• **Selection**
┌────────

Sitting practice is also known as "Mindfulness Meditation". The instructor says he prefers the term Sitting Practice, saying that Meditation might bring a lot of preconceived notions from people who prefer specific types of meditation, or from people who have never meditated.
There is discussion on posture, the need to be able to sit up straight while using as little effort as necessary to be properly supported. Some of us will be sitting in chairs. There are some cushiony things there to allow a comfortable floor sitting posture. There aren't enough for everyone, with my knee hurting a lot I knew I could be comfortable in a chair so I didn't mess with those. I'll try one next week.
After spending a lot of time talking about posture and the various tools there (like 3 or 4 different types of cushions and stools and stuff that I'm not going to try to go into here, I don't remember a single name, all japanese/tibetan/etc), we practice for a couple minutes. We are told to breathe and to focus on our breath. To try to keep our focus on our breath, not to change anything about it, just to be aware.

└────────

Excerpts from location labeling data:
┌────────

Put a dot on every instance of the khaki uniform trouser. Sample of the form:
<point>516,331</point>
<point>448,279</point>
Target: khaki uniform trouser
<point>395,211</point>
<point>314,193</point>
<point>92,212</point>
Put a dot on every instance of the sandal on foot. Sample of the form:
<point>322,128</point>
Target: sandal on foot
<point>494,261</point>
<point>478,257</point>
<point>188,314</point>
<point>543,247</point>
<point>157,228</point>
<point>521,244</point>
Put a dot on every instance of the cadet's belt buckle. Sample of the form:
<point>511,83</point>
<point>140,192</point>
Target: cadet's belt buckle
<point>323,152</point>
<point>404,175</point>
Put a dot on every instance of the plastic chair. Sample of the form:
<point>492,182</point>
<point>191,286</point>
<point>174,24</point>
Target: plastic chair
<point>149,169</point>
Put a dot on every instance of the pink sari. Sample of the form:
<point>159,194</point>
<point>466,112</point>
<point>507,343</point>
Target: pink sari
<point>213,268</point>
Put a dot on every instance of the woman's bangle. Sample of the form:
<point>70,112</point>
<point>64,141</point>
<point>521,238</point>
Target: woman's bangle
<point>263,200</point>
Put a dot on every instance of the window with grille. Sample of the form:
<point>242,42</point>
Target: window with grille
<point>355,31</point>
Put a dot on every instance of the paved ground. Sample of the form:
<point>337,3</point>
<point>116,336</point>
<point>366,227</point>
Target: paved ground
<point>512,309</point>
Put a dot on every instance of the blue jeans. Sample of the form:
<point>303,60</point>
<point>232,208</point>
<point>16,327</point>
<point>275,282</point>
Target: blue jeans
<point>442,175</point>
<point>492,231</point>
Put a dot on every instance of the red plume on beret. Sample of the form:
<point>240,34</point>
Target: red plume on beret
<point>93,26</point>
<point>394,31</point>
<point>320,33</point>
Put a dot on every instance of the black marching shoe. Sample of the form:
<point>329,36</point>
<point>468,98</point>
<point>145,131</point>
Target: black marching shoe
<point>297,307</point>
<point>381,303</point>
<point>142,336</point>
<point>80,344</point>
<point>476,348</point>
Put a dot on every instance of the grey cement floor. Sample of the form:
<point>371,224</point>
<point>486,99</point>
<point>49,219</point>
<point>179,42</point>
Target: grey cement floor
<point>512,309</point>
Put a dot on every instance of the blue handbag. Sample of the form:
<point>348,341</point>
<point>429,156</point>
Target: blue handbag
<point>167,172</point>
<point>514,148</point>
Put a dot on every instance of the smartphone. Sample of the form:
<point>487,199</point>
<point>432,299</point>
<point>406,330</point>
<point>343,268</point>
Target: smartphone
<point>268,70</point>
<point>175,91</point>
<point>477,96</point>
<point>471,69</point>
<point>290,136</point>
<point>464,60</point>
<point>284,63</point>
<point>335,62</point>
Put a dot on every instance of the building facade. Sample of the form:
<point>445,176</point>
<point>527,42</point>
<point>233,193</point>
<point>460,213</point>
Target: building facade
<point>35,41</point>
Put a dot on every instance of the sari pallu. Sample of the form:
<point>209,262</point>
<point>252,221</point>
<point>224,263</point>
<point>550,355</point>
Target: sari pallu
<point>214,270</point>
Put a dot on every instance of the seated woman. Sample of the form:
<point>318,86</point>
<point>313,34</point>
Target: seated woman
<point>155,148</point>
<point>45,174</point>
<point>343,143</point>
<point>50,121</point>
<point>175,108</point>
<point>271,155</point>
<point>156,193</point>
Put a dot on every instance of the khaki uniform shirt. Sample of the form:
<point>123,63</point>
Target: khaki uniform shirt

└────────

• **Exercise description**
Answer these questions about the sitting practice account.
(a) Which term does the instructor prefer to "Meditation"?
(b) Why does the writer choose a chair instead of a floor cushion?
(c) What are the participants told to focus on during the practice?
Nothing in the listing is needed for the task.

• **Exercise solution**
(a) Sitting Practice.
(b) The writer's knee hurts a lot, and a chair is comfortable.
(c) Their breath.